(Rows from a pointing dataset)
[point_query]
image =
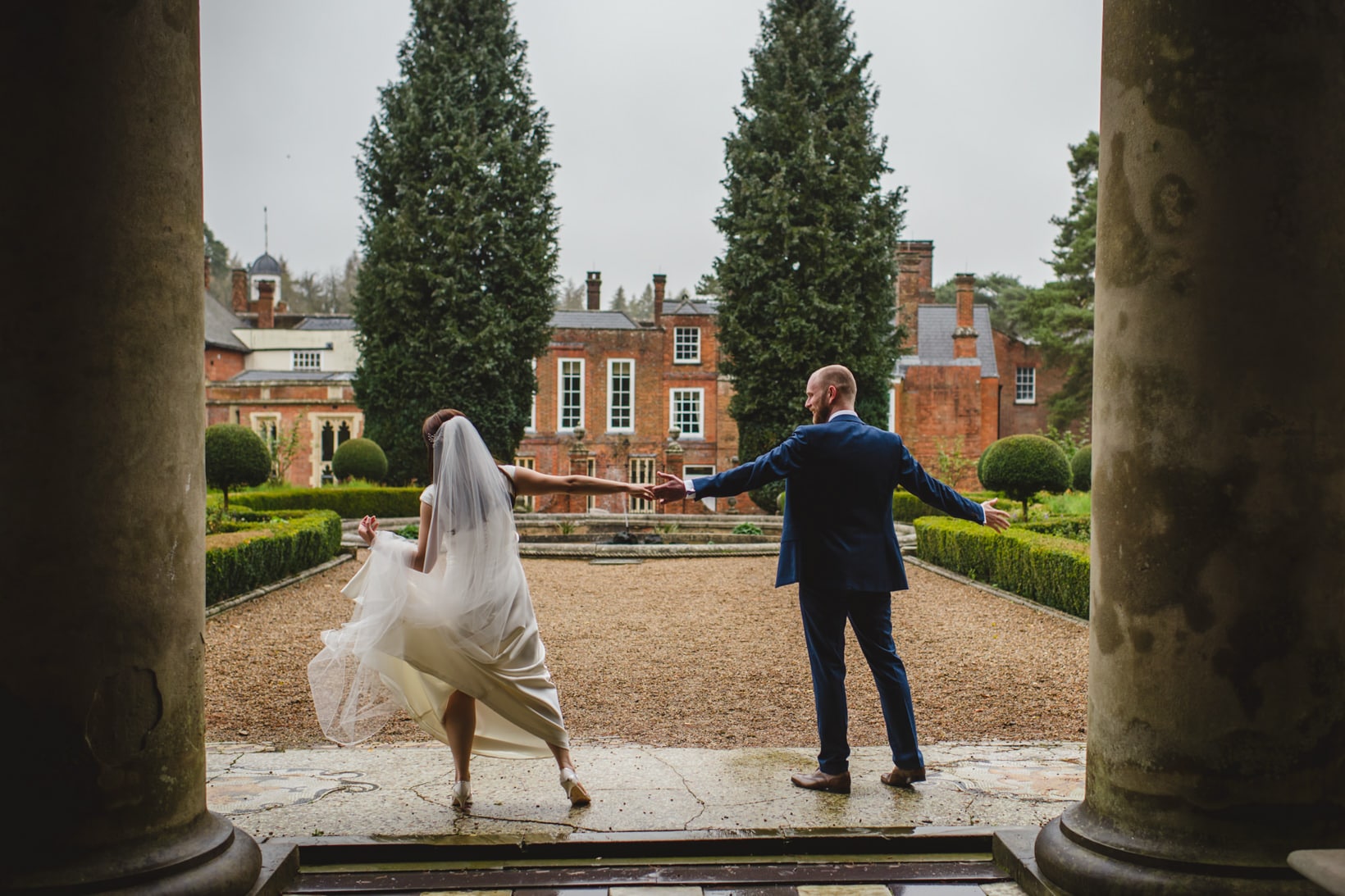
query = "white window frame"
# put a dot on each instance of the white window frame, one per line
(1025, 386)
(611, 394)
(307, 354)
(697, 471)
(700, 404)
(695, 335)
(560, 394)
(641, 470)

==

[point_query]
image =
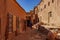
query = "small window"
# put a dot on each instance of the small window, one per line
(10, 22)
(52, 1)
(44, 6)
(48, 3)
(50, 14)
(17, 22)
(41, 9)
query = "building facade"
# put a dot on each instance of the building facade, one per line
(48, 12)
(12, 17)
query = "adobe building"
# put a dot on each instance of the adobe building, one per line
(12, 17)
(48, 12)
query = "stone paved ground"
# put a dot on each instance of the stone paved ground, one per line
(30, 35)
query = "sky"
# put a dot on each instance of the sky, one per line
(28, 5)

...

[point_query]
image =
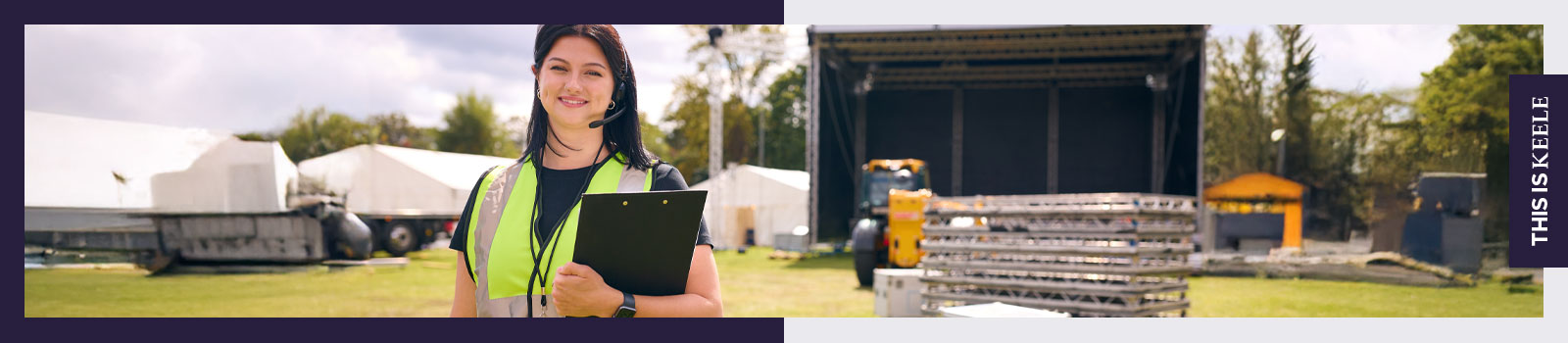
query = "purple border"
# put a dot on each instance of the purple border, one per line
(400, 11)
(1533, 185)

**Your goal**. Please pull out each line in the records above that contains the string "border", copying those lines unchanged. Treat uppercase and lowercase letters as different.

**Expected answer**.
query = "purple border"
# put a dot on each instance of the purple border, one per line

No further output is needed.